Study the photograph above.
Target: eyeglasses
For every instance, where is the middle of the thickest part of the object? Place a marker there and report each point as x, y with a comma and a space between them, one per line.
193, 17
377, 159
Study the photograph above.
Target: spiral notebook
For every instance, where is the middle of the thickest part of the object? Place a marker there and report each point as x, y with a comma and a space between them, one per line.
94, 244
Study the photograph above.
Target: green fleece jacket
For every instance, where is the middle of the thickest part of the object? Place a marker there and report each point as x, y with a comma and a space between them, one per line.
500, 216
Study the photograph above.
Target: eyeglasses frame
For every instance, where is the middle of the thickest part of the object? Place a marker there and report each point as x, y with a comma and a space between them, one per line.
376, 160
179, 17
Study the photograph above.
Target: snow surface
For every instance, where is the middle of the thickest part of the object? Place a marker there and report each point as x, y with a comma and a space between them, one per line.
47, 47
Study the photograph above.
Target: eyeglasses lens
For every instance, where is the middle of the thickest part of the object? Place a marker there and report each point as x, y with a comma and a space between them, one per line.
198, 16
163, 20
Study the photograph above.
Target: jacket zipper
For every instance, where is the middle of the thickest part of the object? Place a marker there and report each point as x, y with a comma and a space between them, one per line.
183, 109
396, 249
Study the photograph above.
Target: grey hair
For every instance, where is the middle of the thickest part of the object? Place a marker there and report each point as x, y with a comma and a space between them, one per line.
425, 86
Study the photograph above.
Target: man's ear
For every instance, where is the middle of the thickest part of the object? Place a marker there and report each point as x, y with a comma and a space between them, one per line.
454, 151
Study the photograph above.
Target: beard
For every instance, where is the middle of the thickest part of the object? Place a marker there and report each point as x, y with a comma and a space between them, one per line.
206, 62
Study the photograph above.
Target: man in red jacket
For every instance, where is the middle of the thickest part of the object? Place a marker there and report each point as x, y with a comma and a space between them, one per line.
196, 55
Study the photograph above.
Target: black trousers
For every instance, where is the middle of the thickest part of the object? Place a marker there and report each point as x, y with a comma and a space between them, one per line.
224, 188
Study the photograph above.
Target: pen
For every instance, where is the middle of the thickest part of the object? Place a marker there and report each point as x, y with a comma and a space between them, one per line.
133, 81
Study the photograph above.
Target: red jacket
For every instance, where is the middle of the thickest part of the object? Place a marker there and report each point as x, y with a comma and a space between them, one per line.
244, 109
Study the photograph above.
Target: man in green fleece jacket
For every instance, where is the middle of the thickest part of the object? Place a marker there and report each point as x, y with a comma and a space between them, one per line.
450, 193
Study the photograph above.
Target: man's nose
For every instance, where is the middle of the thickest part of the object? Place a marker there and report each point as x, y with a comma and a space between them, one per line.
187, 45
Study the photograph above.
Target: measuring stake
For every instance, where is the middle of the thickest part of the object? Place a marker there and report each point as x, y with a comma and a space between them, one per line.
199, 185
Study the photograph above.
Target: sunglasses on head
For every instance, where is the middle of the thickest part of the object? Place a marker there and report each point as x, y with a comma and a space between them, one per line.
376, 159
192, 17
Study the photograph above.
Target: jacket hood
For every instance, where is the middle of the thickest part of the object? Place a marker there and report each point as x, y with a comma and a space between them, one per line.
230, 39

_ _ _ _ _ _ _

## Short task:
Collect every line in the rows above that contains the string "eyeglasses" and copy each one out in full.

## Finished task:
Target: eyeglasses
Target: eyeglasses frame
Target: eyeglasses lens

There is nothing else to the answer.